* [BRANO RIPORTATO]:
8.4 La Francia
Chiusa con l'editto di Nantes la sanguinosa serie delle guerre di religione, Enrico IV si dedicò alla riorganizzazione della macchina statale e al perfezionamento dell'opera di pacificazione. Il suo ministro per gli affari economici, duca di Sully, portò in pareggio il bilancio dello Stato attraverso il taglio delle spese superflue, il recupero delle terre demaniali e l'intensificazione della vendita delle cariche pubbliche, un affare reso più lucroso dall'istituzione della paulette, una speciale tassa annuale che rendeva di fatto ereditari gli uffici acquistati. Le cariche erano particolarmente ambite non solo per i redditi che assicuravano, ma anche perché comportavano l'acquisizione della nobiltà, la nobiltà di toga distinta dall'antica nobiltà di spada. Sully si prodigò anche nel tentativo di rianimare la vita economica nazionale: i contadini godettero di sgravi fiscali consistenti, mentre venivano avviate vaste opere di bonifica e miglioramenti della rete stradale per favorire la circolazione dei prodotti agricoli. Un altro ministro di Enrico IV, Barthélemy Laffemas, promosse l'istituzione di manifatture regie e introdusse misure protezionistiche per impedire che la Francia esportasse materie prime e metalli preziosi e importasse prodotti manufatti. Nel settore della politica estera il re indirizzò i suoi sforzi a isolare la potenza asburgica, sollecitando l'alleanza delle Province Unite e dei regni dell'Europa settentrionale.
Nel 1610 Enrico IV, il sovrano ex protestante, fu ucciso da un fanatico cattolico. Gli succedette il figlio, il piccolo
Luigi XIII (1610-43), al posto del quale esercitò il potere la madre, l'italiana
Maria dei Medici. La scomparsa del sovrano, accompagnata dallo scontento per lo strapotere esercitato dal favorito della regina, l'avventuriero italiano Concino Concini, riaccesero la turbolenza degli ugonotti e l'irrequietezza della grande nobiltà. Lo stesso equilibrio internazionale fu sconvolto dall'inversione di rotta della reggente, che da fervente cattolica si orientò decisamente in senso filospagnolo.
Nel 1614, in una situazione di grave conflittualità interna, furono convocati gli Stati generali (fu l'ultima volta fino al 1789). In questa assemblea avrebbero dovuto comporsi i dissidi. Essa si trasformò invece in un'arena in cui si affrontarono i nobili e i rappresentanti della borghesia burocratica e imprenditoriale: i primi contrari all'ereditarietà degli uffici; i secondi agli abusi degli aristocratici e alla reimposizione dei diritti feudali.

* [SU COSA LAVORARE]: Ripeti il brano sulla Francia a partire da "Nel 1614, in" e fino a "dei diritti feudali.".

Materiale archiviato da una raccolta
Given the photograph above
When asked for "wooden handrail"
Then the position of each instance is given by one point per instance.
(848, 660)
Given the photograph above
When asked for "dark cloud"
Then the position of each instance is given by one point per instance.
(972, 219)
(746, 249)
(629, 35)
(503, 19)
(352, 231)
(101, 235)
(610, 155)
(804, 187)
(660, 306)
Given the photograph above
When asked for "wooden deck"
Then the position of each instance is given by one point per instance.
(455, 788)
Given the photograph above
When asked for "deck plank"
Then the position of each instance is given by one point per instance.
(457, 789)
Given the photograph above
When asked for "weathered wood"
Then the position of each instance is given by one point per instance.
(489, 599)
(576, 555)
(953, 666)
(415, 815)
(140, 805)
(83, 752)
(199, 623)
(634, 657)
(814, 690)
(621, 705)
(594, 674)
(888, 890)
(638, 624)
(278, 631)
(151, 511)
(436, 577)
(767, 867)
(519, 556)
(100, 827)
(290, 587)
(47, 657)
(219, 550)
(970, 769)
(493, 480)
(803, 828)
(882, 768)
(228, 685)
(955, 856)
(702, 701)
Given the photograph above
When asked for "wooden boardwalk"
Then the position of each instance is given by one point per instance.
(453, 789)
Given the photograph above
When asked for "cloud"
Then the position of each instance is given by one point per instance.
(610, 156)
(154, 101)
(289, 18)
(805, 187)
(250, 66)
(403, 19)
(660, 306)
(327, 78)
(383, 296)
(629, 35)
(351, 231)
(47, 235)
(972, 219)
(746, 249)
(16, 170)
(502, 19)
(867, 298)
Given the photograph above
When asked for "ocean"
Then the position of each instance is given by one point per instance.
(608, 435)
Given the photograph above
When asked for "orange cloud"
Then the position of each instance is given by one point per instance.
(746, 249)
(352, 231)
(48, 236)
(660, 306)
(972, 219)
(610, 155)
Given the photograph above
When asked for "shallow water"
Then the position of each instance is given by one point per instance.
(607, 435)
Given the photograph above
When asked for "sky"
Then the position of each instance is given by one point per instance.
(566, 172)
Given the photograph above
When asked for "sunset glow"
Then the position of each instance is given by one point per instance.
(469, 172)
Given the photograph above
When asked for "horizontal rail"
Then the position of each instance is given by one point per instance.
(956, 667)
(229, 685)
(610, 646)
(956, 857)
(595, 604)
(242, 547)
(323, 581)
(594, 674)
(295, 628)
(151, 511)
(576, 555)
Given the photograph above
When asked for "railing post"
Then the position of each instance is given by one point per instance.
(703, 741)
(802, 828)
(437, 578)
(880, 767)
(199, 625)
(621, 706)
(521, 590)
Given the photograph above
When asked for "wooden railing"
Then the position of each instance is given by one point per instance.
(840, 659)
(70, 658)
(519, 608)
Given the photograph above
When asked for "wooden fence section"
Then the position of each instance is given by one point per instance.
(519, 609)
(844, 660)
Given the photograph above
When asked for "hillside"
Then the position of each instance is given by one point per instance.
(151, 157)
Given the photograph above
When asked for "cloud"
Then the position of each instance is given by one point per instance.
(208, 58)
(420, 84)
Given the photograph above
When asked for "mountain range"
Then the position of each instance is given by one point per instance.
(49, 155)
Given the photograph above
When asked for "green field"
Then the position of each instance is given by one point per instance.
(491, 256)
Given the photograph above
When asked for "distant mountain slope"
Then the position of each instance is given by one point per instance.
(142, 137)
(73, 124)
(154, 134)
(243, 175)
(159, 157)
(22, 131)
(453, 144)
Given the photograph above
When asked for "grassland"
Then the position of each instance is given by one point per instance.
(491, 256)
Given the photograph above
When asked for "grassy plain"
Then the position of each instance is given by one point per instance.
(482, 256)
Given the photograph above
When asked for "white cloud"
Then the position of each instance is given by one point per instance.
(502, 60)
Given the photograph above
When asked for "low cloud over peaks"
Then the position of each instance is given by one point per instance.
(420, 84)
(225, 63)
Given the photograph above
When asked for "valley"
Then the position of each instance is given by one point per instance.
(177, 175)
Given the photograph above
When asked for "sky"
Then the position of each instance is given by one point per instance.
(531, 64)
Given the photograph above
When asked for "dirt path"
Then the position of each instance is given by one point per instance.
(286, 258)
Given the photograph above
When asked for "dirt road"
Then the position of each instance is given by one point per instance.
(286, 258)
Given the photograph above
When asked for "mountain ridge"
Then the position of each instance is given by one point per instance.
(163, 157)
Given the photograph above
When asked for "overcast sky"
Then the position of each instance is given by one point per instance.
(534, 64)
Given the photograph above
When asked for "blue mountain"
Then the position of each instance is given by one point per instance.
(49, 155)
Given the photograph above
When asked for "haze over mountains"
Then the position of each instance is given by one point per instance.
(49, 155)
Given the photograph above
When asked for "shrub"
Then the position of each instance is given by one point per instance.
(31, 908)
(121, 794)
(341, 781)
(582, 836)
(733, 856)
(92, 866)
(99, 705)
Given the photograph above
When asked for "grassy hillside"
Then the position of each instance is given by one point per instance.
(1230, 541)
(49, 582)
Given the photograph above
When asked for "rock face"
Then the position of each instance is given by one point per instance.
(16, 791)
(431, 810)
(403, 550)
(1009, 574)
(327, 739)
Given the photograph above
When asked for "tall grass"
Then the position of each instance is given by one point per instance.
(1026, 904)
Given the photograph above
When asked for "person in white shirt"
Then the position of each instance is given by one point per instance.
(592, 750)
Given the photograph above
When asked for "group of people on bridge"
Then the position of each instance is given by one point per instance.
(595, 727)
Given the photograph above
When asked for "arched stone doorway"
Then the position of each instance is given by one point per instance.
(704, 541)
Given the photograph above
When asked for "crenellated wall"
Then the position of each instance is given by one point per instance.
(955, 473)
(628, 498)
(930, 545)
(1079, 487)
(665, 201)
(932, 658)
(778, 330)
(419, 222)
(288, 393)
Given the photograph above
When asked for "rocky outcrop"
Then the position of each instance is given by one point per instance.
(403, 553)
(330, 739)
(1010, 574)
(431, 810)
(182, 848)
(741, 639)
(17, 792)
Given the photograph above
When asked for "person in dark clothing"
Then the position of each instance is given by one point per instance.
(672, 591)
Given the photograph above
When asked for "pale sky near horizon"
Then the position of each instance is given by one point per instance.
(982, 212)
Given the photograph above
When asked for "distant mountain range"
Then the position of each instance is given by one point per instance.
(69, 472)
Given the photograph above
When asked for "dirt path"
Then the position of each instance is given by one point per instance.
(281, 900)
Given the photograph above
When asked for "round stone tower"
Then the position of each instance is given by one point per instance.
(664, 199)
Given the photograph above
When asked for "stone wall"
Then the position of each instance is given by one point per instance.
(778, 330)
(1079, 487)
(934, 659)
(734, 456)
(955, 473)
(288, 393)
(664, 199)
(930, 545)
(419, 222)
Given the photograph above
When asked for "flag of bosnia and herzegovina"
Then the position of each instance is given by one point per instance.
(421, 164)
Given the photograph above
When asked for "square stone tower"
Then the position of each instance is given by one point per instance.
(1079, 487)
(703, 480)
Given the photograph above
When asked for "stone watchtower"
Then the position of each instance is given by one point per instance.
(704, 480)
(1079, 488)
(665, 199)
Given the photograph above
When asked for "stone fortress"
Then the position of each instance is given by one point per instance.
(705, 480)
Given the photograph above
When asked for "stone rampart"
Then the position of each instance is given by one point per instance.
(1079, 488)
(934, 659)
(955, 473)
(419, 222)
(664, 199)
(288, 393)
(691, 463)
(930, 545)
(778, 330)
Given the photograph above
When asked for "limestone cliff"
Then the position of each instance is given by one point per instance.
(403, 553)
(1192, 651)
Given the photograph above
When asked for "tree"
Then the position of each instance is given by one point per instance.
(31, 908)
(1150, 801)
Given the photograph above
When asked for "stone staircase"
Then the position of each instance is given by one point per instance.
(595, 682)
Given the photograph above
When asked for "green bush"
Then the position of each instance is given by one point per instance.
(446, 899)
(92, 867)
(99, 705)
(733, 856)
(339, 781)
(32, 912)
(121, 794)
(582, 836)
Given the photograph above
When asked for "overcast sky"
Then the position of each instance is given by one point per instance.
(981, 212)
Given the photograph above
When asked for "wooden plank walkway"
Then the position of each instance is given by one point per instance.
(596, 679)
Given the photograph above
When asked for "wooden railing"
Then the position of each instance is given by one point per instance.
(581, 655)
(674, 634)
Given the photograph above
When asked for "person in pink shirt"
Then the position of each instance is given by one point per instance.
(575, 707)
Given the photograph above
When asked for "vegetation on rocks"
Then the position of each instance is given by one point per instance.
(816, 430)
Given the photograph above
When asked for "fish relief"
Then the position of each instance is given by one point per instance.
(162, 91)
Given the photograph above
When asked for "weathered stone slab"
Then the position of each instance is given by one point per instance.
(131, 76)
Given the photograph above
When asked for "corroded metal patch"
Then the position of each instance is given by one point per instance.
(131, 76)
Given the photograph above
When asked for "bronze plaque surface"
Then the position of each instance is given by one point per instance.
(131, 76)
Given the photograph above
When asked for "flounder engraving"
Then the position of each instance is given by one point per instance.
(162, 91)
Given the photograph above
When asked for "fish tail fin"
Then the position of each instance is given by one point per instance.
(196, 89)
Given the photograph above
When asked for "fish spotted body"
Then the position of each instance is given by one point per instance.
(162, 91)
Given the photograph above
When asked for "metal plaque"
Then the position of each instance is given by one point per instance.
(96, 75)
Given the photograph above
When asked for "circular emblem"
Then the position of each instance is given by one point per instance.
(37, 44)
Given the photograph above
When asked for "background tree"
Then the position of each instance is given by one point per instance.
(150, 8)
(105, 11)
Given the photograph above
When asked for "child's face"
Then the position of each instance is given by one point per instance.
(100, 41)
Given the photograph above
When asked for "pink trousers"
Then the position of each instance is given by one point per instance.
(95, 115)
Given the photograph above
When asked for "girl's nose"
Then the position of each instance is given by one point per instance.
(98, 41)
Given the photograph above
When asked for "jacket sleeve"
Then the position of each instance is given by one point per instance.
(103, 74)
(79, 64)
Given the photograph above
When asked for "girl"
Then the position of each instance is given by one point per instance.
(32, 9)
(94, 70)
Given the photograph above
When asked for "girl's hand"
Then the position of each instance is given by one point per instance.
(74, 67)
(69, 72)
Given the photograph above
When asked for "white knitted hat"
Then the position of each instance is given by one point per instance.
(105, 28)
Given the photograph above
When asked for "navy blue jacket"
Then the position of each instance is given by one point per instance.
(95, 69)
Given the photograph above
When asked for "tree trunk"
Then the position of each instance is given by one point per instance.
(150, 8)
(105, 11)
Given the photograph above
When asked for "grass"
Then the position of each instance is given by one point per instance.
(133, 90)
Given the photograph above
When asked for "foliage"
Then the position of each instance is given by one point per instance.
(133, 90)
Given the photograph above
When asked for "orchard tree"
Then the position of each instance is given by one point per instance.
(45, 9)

* [SOLUZIONE SCRITTA]:
Nel 1614, in una situazione di grave conflittualità interna, furono convocati gli Stati generali (fu l'ultima volta fino al 1789). In questa assemblea avrebbero dovuto comporsi i dissidi. Essa si trasformò invece in un'arena in cui si affrontarono i nobili e i rappresentanti della borghesia burocratica e imprenditoriale: i primi contrari all'ereditarietà degli uffici; i secondi agli abusi degli aristocratici e alla reimposizione dei diritti feudali.